Object position labeling entries:
★ ★ ★ ★ ★ ★ ★
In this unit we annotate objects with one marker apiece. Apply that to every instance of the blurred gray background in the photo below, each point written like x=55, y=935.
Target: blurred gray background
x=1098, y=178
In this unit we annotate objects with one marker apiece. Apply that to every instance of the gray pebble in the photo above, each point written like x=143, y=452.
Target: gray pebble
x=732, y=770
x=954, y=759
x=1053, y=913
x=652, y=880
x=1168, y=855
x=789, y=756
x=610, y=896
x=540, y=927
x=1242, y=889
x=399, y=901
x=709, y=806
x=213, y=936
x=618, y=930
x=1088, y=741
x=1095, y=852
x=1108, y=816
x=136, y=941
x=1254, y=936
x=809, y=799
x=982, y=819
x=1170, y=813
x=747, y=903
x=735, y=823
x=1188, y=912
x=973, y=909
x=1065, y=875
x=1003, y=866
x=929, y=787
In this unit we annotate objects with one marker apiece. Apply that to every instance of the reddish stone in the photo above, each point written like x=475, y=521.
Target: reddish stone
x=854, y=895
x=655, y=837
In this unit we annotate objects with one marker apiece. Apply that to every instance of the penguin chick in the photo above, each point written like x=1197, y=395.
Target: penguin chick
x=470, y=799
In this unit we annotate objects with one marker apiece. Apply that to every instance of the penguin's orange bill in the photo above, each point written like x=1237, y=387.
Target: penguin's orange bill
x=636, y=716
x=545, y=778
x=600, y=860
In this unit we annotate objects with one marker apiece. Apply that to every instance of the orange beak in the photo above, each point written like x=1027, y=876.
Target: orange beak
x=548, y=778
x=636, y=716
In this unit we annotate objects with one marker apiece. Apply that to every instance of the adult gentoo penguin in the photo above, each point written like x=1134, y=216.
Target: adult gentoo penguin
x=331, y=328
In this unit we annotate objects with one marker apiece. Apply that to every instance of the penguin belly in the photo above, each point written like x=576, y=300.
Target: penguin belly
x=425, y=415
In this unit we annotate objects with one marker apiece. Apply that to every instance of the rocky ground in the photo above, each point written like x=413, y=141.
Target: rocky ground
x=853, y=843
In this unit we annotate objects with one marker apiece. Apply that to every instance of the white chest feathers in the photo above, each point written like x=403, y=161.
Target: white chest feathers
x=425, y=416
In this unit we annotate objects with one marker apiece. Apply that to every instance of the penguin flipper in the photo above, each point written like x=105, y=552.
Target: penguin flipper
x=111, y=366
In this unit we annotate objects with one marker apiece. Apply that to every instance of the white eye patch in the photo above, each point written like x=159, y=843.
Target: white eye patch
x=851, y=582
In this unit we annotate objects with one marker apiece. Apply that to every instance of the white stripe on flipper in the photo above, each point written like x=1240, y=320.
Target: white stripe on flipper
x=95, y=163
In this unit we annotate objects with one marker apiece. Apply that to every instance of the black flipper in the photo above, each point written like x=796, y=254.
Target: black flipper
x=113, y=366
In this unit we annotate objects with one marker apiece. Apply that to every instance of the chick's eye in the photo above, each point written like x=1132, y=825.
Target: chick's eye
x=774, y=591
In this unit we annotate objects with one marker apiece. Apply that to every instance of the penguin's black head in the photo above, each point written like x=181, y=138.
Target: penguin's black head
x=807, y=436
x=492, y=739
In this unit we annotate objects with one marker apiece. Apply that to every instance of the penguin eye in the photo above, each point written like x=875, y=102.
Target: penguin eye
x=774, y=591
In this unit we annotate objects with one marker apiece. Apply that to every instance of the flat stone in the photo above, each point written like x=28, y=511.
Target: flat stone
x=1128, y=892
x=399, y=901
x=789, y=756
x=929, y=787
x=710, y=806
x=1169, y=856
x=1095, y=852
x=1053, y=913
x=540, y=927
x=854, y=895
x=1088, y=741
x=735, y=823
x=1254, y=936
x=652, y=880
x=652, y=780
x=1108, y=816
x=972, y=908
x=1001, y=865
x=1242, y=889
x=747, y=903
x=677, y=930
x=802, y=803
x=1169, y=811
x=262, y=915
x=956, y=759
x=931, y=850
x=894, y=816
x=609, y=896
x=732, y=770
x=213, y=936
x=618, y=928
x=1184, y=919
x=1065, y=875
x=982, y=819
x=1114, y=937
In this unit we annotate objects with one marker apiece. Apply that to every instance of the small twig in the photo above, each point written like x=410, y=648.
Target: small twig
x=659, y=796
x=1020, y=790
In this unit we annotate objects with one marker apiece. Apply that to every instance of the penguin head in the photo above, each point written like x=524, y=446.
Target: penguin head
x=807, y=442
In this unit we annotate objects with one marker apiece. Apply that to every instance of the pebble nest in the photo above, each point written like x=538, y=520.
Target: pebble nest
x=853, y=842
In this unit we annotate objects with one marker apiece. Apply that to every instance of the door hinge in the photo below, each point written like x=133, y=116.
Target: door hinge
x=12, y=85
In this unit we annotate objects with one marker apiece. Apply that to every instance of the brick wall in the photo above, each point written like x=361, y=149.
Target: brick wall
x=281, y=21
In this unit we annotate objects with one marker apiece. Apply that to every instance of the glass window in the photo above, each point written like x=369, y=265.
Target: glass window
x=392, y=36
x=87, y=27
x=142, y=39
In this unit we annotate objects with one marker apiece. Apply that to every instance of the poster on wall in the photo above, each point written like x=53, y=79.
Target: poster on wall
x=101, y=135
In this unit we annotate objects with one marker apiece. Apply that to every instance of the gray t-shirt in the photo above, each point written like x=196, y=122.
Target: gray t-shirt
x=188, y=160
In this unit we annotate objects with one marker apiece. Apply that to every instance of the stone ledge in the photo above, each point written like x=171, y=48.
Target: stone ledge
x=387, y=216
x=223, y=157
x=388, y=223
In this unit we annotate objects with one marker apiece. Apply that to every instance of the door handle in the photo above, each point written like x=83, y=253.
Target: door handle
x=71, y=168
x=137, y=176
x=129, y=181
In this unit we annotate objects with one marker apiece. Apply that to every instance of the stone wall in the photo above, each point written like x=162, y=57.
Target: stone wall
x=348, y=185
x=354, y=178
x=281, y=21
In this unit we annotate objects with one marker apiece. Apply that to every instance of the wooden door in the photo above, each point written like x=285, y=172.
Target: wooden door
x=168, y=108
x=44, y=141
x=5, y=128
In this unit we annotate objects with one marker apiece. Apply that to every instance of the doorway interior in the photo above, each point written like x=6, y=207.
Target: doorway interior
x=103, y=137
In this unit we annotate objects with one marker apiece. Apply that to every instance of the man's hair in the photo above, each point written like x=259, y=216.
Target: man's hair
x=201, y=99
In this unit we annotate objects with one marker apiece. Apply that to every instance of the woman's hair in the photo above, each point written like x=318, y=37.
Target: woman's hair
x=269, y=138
★ ★ ★ ★ ★ ★ ★
Written problem: From the listing above, copy verbatim the lines from the one containing "like x=159, y=843." through the one containing "x=851, y=582", including both of those lines.

Response:
In this unit we annotate objects with one marker apiece. Apply that to every instance of the white eye patch in the photo above, each point written like x=159, y=843.
Target: white eye patch
x=851, y=582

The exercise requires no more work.